> _Written request_:
Report only the number of lines below that contain the string "blue".

start Exercise material

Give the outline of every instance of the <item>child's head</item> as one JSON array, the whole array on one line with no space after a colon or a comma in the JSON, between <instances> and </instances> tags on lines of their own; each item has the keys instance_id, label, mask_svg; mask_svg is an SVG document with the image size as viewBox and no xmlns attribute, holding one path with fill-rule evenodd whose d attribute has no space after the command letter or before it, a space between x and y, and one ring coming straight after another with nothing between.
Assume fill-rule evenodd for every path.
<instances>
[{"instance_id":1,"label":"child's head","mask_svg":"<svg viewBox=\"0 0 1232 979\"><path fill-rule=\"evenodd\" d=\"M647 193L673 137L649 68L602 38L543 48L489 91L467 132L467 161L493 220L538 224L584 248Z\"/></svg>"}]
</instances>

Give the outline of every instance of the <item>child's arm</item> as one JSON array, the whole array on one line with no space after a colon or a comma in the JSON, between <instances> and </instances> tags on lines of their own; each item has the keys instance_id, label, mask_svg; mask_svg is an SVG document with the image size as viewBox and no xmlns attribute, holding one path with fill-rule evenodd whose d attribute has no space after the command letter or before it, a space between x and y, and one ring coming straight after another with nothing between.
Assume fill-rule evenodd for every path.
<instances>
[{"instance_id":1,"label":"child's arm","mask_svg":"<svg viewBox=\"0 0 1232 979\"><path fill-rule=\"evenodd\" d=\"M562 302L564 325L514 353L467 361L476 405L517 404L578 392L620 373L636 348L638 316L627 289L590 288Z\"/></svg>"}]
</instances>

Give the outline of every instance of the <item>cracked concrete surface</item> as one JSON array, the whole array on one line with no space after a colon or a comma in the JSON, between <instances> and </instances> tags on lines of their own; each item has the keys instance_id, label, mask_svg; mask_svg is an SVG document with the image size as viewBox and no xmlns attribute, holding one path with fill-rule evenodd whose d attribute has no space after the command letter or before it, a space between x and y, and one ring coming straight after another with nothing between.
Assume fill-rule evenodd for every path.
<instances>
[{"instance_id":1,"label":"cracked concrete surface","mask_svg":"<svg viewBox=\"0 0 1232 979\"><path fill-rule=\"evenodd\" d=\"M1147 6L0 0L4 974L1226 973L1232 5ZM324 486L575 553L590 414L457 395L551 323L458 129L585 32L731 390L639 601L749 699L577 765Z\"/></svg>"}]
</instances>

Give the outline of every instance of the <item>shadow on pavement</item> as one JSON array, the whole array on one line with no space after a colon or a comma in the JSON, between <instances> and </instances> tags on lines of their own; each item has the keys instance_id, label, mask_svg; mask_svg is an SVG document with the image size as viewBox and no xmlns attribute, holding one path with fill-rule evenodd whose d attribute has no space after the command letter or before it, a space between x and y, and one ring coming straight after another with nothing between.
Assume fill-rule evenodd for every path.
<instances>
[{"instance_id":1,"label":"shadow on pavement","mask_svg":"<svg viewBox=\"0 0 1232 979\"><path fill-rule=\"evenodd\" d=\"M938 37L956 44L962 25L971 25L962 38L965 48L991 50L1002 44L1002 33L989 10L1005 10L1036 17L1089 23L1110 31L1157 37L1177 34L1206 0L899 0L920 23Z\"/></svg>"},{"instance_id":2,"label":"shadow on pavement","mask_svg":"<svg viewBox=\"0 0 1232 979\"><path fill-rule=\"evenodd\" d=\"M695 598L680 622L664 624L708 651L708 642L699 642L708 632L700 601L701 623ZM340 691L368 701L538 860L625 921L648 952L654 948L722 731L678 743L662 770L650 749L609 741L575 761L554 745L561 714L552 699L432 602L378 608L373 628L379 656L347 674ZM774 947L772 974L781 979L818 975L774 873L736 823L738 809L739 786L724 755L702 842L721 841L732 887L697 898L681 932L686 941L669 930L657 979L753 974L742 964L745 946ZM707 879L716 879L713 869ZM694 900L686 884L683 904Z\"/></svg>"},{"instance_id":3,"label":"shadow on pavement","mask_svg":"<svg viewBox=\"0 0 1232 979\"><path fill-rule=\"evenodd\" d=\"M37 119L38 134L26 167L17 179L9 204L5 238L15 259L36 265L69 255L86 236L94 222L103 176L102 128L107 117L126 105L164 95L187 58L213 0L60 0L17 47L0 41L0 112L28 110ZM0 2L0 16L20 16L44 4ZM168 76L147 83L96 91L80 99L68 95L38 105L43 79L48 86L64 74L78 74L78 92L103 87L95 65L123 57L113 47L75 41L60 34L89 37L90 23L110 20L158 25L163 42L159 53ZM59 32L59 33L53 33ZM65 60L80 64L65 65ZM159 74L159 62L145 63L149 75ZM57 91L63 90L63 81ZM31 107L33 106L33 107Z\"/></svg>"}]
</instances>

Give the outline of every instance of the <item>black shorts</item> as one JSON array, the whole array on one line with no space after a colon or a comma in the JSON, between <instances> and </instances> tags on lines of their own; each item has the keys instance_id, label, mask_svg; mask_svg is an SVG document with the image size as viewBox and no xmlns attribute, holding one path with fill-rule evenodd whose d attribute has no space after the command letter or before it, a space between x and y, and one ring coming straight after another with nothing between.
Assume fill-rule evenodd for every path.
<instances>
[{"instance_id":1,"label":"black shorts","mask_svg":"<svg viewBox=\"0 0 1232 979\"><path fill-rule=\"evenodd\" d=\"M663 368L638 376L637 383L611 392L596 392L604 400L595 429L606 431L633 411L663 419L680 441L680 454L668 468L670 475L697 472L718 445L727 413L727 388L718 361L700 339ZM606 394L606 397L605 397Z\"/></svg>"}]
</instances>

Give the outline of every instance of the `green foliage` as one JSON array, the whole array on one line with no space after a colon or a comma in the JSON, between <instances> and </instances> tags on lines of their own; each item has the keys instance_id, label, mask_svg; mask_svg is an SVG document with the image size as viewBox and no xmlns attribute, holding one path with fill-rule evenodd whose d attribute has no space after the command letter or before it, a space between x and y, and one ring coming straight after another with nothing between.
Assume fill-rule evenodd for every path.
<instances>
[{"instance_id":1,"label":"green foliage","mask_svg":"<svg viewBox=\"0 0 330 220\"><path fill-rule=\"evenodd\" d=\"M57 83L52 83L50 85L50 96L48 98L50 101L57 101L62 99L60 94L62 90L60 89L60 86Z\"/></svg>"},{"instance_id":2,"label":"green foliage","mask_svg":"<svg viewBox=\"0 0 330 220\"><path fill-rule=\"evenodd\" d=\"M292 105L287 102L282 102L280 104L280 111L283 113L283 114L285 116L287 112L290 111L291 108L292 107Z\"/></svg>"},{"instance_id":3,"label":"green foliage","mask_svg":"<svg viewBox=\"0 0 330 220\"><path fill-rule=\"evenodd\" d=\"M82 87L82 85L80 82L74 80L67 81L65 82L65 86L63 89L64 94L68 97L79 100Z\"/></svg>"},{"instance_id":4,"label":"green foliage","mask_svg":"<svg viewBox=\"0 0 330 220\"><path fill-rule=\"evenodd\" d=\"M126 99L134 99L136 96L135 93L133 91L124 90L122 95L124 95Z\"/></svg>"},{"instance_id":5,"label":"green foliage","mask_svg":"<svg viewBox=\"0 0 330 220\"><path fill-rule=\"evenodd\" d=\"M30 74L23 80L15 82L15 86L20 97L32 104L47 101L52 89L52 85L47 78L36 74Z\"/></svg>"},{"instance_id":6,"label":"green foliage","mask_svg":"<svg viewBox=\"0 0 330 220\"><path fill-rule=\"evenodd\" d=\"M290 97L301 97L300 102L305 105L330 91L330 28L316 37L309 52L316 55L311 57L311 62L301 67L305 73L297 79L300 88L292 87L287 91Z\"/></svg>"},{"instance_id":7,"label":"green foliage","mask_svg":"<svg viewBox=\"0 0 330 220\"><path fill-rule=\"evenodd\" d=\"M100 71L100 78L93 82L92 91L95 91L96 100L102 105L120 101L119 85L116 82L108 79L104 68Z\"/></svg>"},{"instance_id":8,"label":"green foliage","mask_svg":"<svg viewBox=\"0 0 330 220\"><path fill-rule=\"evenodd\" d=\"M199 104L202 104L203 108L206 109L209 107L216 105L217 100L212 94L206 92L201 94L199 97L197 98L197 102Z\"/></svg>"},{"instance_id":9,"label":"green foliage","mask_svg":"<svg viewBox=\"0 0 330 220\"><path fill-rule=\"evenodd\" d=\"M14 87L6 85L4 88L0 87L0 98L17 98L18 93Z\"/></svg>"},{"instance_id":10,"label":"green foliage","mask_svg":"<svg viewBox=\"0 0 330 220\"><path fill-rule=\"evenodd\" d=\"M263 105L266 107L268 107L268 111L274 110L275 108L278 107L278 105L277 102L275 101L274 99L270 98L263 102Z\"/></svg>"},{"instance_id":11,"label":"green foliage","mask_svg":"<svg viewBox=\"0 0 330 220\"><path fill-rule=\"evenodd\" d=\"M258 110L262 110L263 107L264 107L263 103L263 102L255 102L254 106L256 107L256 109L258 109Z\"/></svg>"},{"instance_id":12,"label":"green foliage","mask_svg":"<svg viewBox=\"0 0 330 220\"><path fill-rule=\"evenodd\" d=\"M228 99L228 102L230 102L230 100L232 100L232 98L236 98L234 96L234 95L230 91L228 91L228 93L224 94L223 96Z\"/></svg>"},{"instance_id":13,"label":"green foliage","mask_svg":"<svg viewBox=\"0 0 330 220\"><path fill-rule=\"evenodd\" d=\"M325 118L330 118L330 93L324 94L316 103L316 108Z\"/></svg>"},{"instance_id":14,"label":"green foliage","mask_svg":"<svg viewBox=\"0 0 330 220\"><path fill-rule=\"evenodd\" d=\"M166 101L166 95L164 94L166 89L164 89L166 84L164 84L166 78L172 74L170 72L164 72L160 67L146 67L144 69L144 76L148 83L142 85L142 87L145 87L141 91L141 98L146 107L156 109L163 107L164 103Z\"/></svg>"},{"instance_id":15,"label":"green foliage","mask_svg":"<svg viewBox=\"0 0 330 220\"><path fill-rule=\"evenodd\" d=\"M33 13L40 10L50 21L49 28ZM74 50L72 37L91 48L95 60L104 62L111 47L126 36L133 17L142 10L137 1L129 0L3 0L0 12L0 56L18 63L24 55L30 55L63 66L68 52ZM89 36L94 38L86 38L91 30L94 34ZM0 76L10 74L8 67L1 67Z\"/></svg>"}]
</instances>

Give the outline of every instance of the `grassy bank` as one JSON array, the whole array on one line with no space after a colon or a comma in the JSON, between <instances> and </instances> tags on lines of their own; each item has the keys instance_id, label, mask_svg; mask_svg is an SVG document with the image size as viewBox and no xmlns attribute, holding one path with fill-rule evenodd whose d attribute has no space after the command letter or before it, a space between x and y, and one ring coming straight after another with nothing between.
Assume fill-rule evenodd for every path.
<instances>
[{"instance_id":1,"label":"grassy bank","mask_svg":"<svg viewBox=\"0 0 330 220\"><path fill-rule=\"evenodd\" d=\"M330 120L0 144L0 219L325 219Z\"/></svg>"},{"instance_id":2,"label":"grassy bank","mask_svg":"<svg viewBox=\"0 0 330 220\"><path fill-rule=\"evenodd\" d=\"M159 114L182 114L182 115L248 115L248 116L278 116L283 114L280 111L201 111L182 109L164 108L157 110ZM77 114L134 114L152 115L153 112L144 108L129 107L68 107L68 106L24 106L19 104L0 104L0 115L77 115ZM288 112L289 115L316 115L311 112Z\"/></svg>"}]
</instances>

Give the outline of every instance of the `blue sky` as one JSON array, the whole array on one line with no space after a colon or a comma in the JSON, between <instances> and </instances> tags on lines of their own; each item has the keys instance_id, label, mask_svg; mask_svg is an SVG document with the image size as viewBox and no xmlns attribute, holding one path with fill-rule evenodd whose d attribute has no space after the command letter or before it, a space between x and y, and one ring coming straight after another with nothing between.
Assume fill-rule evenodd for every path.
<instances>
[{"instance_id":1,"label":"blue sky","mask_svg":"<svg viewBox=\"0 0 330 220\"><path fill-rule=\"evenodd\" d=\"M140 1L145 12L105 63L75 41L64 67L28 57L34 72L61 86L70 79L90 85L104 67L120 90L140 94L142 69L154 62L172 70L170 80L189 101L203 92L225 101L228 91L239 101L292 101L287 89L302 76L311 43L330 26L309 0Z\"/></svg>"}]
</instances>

end Exercise material

> _Completed exercise_:
2